─── ЦИТИРУЕМЫЙ ОТРЫВОК ───
Однажды, когда я был дежурным по лагерю, я зашел в радиорубку и услышал сообщение об аресте Берия. Похоже, что призрачные надежды на перемены к лучшему начали реализовываться. Я с удовольствием врубил радио на весь лагерь. Воспринималось все это не столько с радостью, сколько со страхом. Страх вошел в подсознание людей.
Помню разговор с моим педагогом. Она жила где-то рядом с семьей Берия и никак не могла представить, что все ужасы, которые про него рассказывали, правда. Мне тоже представлялось мало вероятным, что единственным виновником того кошмара, который творился со страной оказывался только Берия, обманывающий Сталина, который так доверял ему.
───
# ЗАДАНИЯ
a. Определите, согласуются ли с отрывком об аресте Берия утверждения (i) «Сообщение об аресте Берия рассказчик услышал в радиорубке», (ii) «В лагере известие восприняли прежде всего с радостью» и (iii) «Педагог рассказчика жила рядом с семьей Берия». Для каждого ответьте «да» или «нет» и приведите точную цитату из отрывка, на которой основан ответ.
b. Перепечатайте из отрывка об аресте Берия фрагмент, который открывается словами «Однажды, когда я» и завершается словами «так доверял ему.».
─── ЗАПИСИ НАБОРА ДАННЫХ ───
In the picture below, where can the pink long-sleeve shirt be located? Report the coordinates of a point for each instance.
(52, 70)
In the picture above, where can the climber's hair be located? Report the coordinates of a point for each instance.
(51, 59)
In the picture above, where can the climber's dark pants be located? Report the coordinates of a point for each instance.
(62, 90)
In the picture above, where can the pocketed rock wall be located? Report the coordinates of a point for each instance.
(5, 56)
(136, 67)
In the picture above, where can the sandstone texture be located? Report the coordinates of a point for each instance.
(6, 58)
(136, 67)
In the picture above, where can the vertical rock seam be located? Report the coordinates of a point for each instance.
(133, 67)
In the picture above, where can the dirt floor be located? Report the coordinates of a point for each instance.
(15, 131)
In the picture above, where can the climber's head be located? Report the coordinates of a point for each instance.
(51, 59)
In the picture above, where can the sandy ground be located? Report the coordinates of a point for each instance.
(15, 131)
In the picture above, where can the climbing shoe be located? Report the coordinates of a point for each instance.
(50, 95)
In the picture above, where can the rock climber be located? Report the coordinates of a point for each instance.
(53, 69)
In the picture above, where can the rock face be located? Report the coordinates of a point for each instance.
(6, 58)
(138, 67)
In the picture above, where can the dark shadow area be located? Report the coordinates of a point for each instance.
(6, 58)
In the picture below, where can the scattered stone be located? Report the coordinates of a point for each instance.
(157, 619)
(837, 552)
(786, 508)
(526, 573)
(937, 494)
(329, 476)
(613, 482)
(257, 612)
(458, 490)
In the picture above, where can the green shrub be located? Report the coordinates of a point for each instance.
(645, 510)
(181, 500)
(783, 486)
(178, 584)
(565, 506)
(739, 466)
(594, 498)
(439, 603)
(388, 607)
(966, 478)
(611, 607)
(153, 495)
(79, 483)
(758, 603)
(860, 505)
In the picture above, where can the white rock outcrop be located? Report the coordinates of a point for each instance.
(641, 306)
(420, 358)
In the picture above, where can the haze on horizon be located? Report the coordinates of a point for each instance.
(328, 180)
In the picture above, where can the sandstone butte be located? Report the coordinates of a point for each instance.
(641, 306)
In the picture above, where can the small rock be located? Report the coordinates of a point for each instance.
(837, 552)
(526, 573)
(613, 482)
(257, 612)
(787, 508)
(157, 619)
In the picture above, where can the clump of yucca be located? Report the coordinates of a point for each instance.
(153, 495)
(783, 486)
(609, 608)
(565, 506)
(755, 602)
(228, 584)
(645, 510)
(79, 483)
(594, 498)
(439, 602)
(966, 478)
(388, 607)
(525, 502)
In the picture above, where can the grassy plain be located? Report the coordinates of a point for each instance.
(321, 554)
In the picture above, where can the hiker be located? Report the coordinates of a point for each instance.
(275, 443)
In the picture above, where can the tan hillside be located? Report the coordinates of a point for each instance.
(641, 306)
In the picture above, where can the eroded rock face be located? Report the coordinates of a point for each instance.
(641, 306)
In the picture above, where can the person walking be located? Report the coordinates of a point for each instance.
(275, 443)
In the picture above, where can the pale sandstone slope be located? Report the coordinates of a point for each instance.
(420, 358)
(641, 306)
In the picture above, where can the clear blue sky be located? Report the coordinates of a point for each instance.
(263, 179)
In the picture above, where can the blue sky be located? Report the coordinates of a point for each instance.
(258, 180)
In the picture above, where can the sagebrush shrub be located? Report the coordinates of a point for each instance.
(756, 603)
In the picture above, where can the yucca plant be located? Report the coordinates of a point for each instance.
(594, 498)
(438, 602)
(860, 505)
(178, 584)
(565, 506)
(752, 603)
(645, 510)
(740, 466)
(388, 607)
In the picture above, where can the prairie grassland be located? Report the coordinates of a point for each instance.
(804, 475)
───
# ОТВЕТЫ К ЗАДАНИЯМ
a.
(i) Да: «я зашел в радиорубку и услышал сообщение об аресте Берия».
(ii) Нет: «Воспринималось все это не столько с радостью, сколько со страхом».
(iii) Да: «Она жила где-то рядом с семьей Берия».

b.
Однажды, когда я был дежурным по лагерю, я зашел в радиорубку и услышал сообщение об аресте Берия. Похоже, что призрачные надежды на перемены к лучшему начали реализовываться. Я с удовольствием врубил радио на весь лагерь. Воспринималось все это не столько с радостью, сколько со страхом. Страх вошел в подсознание людей.
Помню разговор с моим педагогом. Она жила где-то рядом с семьей Берия и никак не могла представить, что все ужасы, которые про него рассказывали, правда. Мне тоже представлялось мало вероятным, что единственным виновником того кошмара, который творился со страной оказывался только Берия, обманывающий Сталина, который так доверял ему.